[Records]
◇ ◇ ◇
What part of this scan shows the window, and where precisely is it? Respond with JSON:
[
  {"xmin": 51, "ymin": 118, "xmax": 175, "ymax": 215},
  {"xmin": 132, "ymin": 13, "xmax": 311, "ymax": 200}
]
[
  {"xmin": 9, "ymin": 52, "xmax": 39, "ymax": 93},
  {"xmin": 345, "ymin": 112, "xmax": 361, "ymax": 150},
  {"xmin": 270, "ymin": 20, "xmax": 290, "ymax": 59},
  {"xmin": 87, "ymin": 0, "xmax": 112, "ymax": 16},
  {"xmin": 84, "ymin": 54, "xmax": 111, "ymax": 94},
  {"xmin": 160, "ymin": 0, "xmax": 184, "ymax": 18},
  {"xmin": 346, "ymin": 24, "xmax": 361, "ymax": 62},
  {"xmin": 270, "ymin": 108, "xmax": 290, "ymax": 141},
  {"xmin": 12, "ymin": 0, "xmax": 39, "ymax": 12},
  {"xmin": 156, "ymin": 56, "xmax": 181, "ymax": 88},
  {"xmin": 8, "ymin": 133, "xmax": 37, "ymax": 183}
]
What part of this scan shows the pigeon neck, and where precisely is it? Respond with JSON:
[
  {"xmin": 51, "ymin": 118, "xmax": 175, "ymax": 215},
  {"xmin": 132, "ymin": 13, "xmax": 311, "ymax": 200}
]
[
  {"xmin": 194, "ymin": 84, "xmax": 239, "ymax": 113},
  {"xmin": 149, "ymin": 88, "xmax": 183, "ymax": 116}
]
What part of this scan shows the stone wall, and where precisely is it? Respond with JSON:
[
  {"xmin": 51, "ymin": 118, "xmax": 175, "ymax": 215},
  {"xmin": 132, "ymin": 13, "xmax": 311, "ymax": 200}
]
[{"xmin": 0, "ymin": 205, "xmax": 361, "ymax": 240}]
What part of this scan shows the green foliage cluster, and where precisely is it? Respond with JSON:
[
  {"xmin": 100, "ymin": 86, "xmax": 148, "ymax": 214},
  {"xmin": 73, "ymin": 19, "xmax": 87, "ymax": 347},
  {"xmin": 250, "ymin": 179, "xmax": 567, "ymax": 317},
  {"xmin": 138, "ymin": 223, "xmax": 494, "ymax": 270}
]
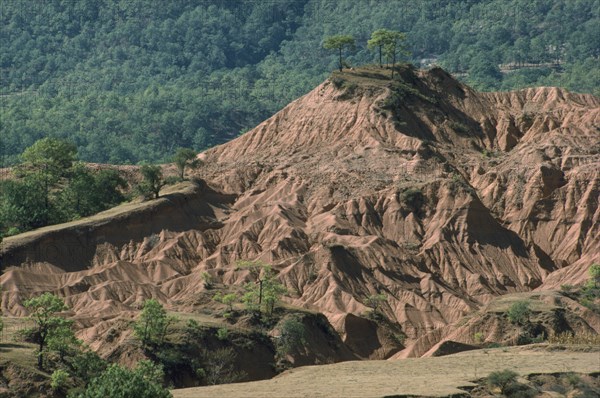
[
  {"xmin": 77, "ymin": 361, "xmax": 172, "ymax": 398},
  {"xmin": 0, "ymin": 0, "xmax": 600, "ymax": 165},
  {"xmin": 238, "ymin": 261, "xmax": 287, "ymax": 317},
  {"xmin": 23, "ymin": 293, "xmax": 78, "ymax": 369},
  {"xmin": 0, "ymin": 137, "xmax": 126, "ymax": 235},
  {"xmin": 133, "ymin": 299, "xmax": 175, "ymax": 348},
  {"xmin": 277, "ymin": 316, "xmax": 306, "ymax": 356}
]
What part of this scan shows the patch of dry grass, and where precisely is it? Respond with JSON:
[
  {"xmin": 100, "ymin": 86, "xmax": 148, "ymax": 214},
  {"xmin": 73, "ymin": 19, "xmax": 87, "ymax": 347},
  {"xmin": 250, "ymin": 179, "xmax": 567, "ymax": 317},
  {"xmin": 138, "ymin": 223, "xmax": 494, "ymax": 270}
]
[{"xmin": 173, "ymin": 347, "xmax": 600, "ymax": 398}]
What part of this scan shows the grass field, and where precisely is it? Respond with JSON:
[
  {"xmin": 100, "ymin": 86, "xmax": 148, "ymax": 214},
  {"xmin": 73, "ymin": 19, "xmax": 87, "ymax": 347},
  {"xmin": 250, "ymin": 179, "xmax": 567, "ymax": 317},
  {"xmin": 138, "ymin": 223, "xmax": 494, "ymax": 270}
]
[{"xmin": 172, "ymin": 345, "xmax": 600, "ymax": 398}]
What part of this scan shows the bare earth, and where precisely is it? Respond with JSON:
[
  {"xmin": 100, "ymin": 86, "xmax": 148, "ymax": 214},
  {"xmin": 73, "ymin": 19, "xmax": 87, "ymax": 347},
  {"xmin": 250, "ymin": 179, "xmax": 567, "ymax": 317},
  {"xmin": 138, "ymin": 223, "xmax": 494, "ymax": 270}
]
[
  {"xmin": 172, "ymin": 348, "xmax": 600, "ymax": 398},
  {"xmin": 0, "ymin": 68, "xmax": 600, "ymax": 366}
]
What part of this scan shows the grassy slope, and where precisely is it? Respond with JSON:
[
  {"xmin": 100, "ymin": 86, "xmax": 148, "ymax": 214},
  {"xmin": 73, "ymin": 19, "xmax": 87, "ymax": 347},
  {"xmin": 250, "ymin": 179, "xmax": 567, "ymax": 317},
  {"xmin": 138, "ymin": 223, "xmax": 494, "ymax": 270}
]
[{"xmin": 173, "ymin": 346, "xmax": 600, "ymax": 398}]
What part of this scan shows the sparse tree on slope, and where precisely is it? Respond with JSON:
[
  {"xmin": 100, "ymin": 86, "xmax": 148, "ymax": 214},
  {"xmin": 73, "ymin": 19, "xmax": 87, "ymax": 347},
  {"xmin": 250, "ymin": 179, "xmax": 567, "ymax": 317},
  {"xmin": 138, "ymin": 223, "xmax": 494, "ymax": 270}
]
[
  {"xmin": 323, "ymin": 35, "xmax": 355, "ymax": 72},
  {"xmin": 383, "ymin": 31, "xmax": 407, "ymax": 79},
  {"xmin": 79, "ymin": 361, "xmax": 172, "ymax": 398},
  {"xmin": 23, "ymin": 293, "xmax": 67, "ymax": 369},
  {"xmin": 367, "ymin": 29, "xmax": 390, "ymax": 68},
  {"xmin": 133, "ymin": 299, "xmax": 174, "ymax": 348},
  {"xmin": 173, "ymin": 148, "xmax": 198, "ymax": 180},
  {"xmin": 138, "ymin": 164, "xmax": 166, "ymax": 199}
]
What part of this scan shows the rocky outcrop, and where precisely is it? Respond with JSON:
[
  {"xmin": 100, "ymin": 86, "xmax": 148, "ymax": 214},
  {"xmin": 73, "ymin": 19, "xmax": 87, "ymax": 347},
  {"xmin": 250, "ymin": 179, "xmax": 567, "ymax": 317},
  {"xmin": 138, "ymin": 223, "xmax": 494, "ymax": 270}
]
[{"xmin": 2, "ymin": 68, "xmax": 600, "ymax": 358}]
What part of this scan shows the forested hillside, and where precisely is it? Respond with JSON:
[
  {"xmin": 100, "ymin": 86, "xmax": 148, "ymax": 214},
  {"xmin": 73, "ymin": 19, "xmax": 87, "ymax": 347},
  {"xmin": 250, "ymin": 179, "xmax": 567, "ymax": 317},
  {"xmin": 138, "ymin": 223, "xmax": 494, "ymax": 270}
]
[{"xmin": 0, "ymin": 0, "xmax": 600, "ymax": 166}]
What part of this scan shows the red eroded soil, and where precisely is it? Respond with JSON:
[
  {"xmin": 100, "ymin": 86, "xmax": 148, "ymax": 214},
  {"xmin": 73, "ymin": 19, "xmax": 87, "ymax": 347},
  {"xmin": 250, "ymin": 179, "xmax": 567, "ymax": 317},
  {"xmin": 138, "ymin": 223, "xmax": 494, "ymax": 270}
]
[{"xmin": 1, "ymin": 68, "xmax": 600, "ymax": 358}]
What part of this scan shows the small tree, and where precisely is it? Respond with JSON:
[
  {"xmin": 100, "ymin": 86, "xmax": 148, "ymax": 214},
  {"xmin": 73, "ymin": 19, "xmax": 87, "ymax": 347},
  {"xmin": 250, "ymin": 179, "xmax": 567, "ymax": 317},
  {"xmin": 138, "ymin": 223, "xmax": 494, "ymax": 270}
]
[
  {"xmin": 79, "ymin": 361, "xmax": 172, "ymax": 398},
  {"xmin": 48, "ymin": 318, "xmax": 81, "ymax": 362},
  {"xmin": 23, "ymin": 293, "xmax": 67, "ymax": 370},
  {"xmin": 589, "ymin": 264, "xmax": 600, "ymax": 287},
  {"xmin": 138, "ymin": 164, "xmax": 166, "ymax": 199},
  {"xmin": 50, "ymin": 369, "xmax": 69, "ymax": 391},
  {"xmin": 323, "ymin": 35, "xmax": 355, "ymax": 72},
  {"xmin": 133, "ymin": 299, "xmax": 175, "ymax": 348},
  {"xmin": 238, "ymin": 261, "xmax": 287, "ymax": 315},
  {"xmin": 16, "ymin": 138, "xmax": 77, "ymax": 225},
  {"xmin": 173, "ymin": 148, "xmax": 198, "ymax": 180},
  {"xmin": 196, "ymin": 347, "xmax": 245, "ymax": 385},
  {"xmin": 213, "ymin": 292, "xmax": 237, "ymax": 312},
  {"xmin": 383, "ymin": 31, "xmax": 407, "ymax": 79},
  {"xmin": 367, "ymin": 29, "xmax": 389, "ymax": 68},
  {"xmin": 70, "ymin": 348, "xmax": 108, "ymax": 386},
  {"xmin": 277, "ymin": 316, "xmax": 306, "ymax": 356},
  {"xmin": 0, "ymin": 284, "xmax": 4, "ymax": 335}
]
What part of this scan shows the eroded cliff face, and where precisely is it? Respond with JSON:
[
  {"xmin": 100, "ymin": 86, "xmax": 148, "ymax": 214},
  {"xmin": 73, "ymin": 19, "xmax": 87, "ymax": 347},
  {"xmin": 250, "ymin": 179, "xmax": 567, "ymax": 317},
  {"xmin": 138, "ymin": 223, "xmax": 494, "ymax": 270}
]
[{"xmin": 2, "ymin": 68, "xmax": 600, "ymax": 358}]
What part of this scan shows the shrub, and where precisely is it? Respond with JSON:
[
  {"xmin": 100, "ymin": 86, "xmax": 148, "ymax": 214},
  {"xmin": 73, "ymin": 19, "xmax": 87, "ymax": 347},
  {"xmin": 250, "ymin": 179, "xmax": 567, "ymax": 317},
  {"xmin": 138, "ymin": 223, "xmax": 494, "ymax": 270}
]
[
  {"xmin": 50, "ymin": 369, "xmax": 69, "ymax": 391},
  {"xmin": 487, "ymin": 369, "xmax": 519, "ymax": 394},
  {"xmin": 277, "ymin": 317, "xmax": 306, "ymax": 356},
  {"xmin": 79, "ymin": 361, "xmax": 172, "ymax": 398},
  {"xmin": 400, "ymin": 188, "xmax": 425, "ymax": 213},
  {"xmin": 217, "ymin": 328, "xmax": 229, "ymax": 341}
]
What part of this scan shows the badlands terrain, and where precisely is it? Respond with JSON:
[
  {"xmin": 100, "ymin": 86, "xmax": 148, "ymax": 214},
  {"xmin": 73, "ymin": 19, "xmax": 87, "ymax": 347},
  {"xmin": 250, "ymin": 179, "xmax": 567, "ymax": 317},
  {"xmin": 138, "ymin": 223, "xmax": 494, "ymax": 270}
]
[{"xmin": 0, "ymin": 66, "xmax": 600, "ymax": 397}]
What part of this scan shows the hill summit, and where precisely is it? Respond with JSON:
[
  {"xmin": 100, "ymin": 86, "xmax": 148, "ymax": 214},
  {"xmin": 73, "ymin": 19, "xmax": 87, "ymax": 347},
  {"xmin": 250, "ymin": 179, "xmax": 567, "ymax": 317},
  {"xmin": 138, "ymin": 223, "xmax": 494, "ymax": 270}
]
[{"xmin": 2, "ymin": 66, "xmax": 600, "ymax": 364}]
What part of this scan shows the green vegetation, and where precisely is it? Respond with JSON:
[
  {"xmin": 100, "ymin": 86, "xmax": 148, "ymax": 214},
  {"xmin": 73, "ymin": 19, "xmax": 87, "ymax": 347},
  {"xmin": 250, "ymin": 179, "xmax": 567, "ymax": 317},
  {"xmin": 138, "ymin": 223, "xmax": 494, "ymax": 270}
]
[
  {"xmin": 198, "ymin": 347, "xmax": 244, "ymax": 385},
  {"xmin": 238, "ymin": 261, "xmax": 287, "ymax": 316},
  {"xmin": 173, "ymin": 148, "xmax": 198, "ymax": 180},
  {"xmin": 0, "ymin": 286, "xmax": 4, "ymax": 335},
  {"xmin": 276, "ymin": 316, "xmax": 306, "ymax": 357},
  {"xmin": 589, "ymin": 263, "xmax": 600, "ymax": 288},
  {"xmin": 77, "ymin": 361, "xmax": 172, "ymax": 398},
  {"xmin": 213, "ymin": 292, "xmax": 238, "ymax": 313},
  {"xmin": 0, "ymin": 138, "xmax": 126, "ymax": 236},
  {"xmin": 137, "ymin": 164, "xmax": 167, "ymax": 199},
  {"xmin": 0, "ymin": 0, "xmax": 600, "ymax": 165},
  {"xmin": 23, "ymin": 293, "xmax": 76, "ymax": 370},
  {"xmin": 50, "ymin": 369, "xmax": 69, "ymax": 391},
  {"xmin": 400, "ymin": 188, "xmax": 426, "ymax": 215},
  {"xmin": 487, "ymin": 369, "xmax": 519, "ymax": 394},
  {"xmin": 367, "ymin": 29, "xmax": 408, "ymax": 80},
  {"xmin": 133, "ymin": 299, "xmax": 175, "ymax": 348},
  {"xmin": 323, "ymin": 35, "xmax": 356, "ymax": 72}
]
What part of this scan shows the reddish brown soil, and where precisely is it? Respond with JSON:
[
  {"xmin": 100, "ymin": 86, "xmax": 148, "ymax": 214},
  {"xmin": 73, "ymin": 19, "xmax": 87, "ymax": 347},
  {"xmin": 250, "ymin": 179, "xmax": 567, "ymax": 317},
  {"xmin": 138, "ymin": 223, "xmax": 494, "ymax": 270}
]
◇ ◇ ◇
__The problem__
In the records above, locate the line that contains "What part of this scan shows the reddish". Repeat it and every line after it, exactly, and nothing else.

__Task answer__
What part of this scan shows the reddish brown soil, and where precisely is it? Respond with JSON:
[
  {"xmin": 100, "ymin": 86, "xmax": 148, "ymax": 214},
  {"xmin": 73, "ymin": 19, "xmax": 87, "ymax": 347},
  {"xmin": 250, "ymin": 179, "xmax": 567, "ymax": 317},
  {"xmin": 138, "ymin": 223, "xmax": 494, "ymax": 270}
]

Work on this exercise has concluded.